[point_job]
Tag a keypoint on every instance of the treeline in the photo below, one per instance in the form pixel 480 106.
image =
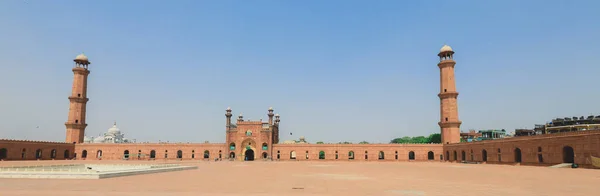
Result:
pixel 433 138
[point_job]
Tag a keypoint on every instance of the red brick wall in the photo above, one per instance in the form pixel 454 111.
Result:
pixel 584 144
pixel 117 151
pixel 372 150
pixel 13 150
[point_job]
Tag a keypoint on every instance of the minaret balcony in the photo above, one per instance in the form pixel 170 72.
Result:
pixel 78 99
pixel 446 63
pixel 450 124
pixel 75 125
pixel 448 95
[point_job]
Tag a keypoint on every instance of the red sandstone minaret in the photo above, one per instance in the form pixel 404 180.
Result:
pixel 77 108
pixel 449 122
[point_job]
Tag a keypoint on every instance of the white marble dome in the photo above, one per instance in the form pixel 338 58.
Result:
pixel 99 140
pixel 81 57
pixel 446 48
pixel 114 129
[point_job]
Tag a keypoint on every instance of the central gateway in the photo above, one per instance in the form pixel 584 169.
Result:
pixel 249 155
pixel 249 138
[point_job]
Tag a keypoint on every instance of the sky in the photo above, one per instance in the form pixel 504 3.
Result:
pixel 335 70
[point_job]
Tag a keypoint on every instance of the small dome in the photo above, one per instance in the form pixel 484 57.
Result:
pixel 446 48
pixel 114 129
pixel 99 140
pixel 81 57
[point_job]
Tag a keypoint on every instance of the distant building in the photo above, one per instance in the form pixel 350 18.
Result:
pixel 470 136
pixel 525 132
pixel 567 124
pixel 113 135
pixel 491 134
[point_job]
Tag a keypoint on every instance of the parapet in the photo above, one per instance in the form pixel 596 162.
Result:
pixel 31 141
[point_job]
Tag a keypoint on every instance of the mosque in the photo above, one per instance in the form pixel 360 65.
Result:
pixel 248 140
pixel 113 135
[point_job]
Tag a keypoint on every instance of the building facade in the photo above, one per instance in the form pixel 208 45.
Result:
pixel 257 140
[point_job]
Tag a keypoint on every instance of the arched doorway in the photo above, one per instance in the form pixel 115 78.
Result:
pixel 179 154
pixel 484 155
pixel 517 155
pixel 153 154
pixel 3 153
pixel 249 155
pixel 568 154
pixel 38 154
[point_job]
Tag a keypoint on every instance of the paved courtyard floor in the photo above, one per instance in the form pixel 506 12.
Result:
pixel 319 178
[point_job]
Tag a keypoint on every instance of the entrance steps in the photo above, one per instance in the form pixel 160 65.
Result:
pixel 562 165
+===+
**Exercise**
Go through the material line by line and state how many lines hold "dome", with no other words.

**Task output**
2